_Given problem 1_. Reproduce the full review of WR: Mysteries of the Organism word for word.
_Given problem 2_. Format the entries from the line with "as point(144, 279)." up to and including the line with "point(105, 220)" as a Markdown table with the columns Row and Line. Leave out blank lines and include nothing else.

_Extracted text_.

Dusan Makavejev: WR: Mysteries of the Organism

The People's Congress

When Dusan Makavejev's WR: Mysteries Of The Organism was presented in 1971 at the Academy Cinema in Oxford Street - at that time the premier art house in London - it was only after some wranglings with the censor, who objected to the brief views of an erect penis, albeit one encased in plaster.

The Academy was allowed to get away with it, saying that it wouldn't screen the film at all unless it could show it complete. Later, the situation was compounded by the fact that a great many people referred mistakenly to the film as WR: Mysteries Of The Orgasm.

Makavejev's film - however controversial it was in the early 70s - is not a sex film. But it certainly is a film about sex, since WR stands for Wilhelm Reich, a close associate of Freud and a Marxist who believed, among other things, that sexual freedom was a true expression of communism.

This is the fourth film by this highly original Yugoslavian director, and it became easily his most audacious, a landmark in the film-making of the time, after which he never again had quite the same success.

The first Makavejev film I ever saw was Innocence Unprotected, the marvellously stitched together story of Dragoljub Aleksic, a Yugoslavian strongman who made the first Serbian talkie in 1942 and got into trouble with the occupying Germans when it became an outrageous success.

The film quotes liberally from the 1942 dream fantasy, interviews some of its veteran actors and then cuts in and out of newsreel footage of what was actually going on in Yugoslavia at the time. The result is a remarkably funny, moving and nostalgic collage. WR used the same methods. It begins as a documentary, shot in America where Reich had died in prison after he was expelled from both communist Russia and Nazi Germany. Friends and disciples and even his barber are interviewed before we move to Milena in Yugoslavia, and to a girl who, riotously, tries to prove Reich's theories in the context of being a party member.

_Excerpted data_.
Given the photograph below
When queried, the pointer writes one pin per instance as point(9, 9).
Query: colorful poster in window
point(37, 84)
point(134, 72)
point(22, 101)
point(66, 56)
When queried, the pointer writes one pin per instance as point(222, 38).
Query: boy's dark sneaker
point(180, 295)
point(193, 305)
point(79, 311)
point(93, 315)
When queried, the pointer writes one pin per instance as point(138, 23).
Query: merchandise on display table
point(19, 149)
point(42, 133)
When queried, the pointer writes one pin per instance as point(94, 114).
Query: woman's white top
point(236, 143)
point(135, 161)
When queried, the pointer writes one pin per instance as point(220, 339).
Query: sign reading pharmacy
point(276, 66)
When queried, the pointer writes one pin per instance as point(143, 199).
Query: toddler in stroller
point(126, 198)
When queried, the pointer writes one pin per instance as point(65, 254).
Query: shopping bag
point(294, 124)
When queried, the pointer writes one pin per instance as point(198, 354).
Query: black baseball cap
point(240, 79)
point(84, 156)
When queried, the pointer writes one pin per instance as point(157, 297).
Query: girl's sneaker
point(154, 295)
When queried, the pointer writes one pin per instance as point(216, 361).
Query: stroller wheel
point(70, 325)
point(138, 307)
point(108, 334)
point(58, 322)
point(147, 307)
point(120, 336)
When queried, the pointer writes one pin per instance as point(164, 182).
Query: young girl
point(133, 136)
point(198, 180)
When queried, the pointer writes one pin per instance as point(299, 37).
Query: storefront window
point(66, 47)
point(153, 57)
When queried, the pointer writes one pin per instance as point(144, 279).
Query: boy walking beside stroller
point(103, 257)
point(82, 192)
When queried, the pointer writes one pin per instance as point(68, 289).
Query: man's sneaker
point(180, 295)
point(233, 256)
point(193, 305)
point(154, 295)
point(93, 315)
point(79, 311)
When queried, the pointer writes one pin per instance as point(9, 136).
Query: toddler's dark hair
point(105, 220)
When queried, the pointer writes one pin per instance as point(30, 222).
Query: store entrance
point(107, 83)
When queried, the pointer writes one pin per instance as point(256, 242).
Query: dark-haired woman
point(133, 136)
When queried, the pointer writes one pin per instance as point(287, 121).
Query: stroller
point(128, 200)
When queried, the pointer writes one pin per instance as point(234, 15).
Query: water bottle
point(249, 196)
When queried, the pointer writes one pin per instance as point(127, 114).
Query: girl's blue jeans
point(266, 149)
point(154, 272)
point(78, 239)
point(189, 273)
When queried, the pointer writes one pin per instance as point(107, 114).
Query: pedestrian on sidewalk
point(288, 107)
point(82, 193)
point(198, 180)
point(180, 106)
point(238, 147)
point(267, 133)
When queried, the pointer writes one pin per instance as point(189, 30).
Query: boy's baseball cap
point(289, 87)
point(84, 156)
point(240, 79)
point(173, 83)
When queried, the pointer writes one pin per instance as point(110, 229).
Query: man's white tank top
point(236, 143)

_Written answer 1_.
Dusan Makavejev: WR: Mysteries of the Organism

The People's Congress

When Dusan Makavejev's WR: Mysteries Of The Organism was presented in 1971 at the Academy Cinema in Oxford Street - at that time the premier art house in London - it was only after some wranglings with the censor, who objected to the brief views of an erect penis, albeit one encased in plaster.

The Academy was allowed to get away with it, saying that it wouldn't screen the film at all unless it could show it complete. Later, the situation was compounded by the fact that a great many people referred mistakenly to the film as WR: Mysteries Of The Orgasm.

Makavejev's film - however controversial it was in the early 70s - is not a sex film. But it certainly is a film about sex, since WR stands for Wilhelm Reich, a close associate of Freud and a Marxist who believed, among other things, that sexual freedom was a true expression of communism.

This is the fourth film by this highly original Yugoslavian director, and it became easily his most audacious, a landmark in the film-making of the time, after which he never again had quite the same success.

The first Makavejev film I ever saw was Innocence Unprotected, the marvellously stitched together story of Dragoljub Aleksic, a Yugoslavian strongman who made the first Serbian talkie in 1942 and got into trouble with the occupying Germans when it became an outrageous success.

The film quotes liberally from the 1942 dream fantasy, interviews some of its veteran actors and then cuts in and out of newsreel footage of what was actually going on in Yugoslavia at the time. The result is a remarkably funny, moving and nostalgic collage. WR used the same methods. It begins as a documentary, shot in America where Reich had died in prison after he was expelled from both communist Russia and Nazi Germany. Friends and disciples and even his barber are interviewed before we move to Milena in Yugoslavia, and to a girl who, riotously, tries to prove Reich's theories in the context of being a party member.

_Written answer 2_.
| Row | Line |
|---|---|
| 1 | When queried, the pointer writes one pin per instance as point(144, 279). |
| 2 | Query: boy walking beside stroller |
| 3 | point(103, 257) |
| 4 | point(82, 192) |
| 5 | When queried, the pointer writes one pin per instance as point(68, 289). |
| 6 | Query: man's sneaker |
| 7 | point(180, 295) |
| 8 | point(233, 256) |
| 9 | point(193, 305) |
| 10 | point(154, 295) |
| 11 | point(93, 315) |
| 12 | point(79, 311) |
| 13 | When queried, the pointer writes one pin per instance as point(9, 136). |
| 14 | Query: toddler's dark hair |
| 15 | point(105, 220) |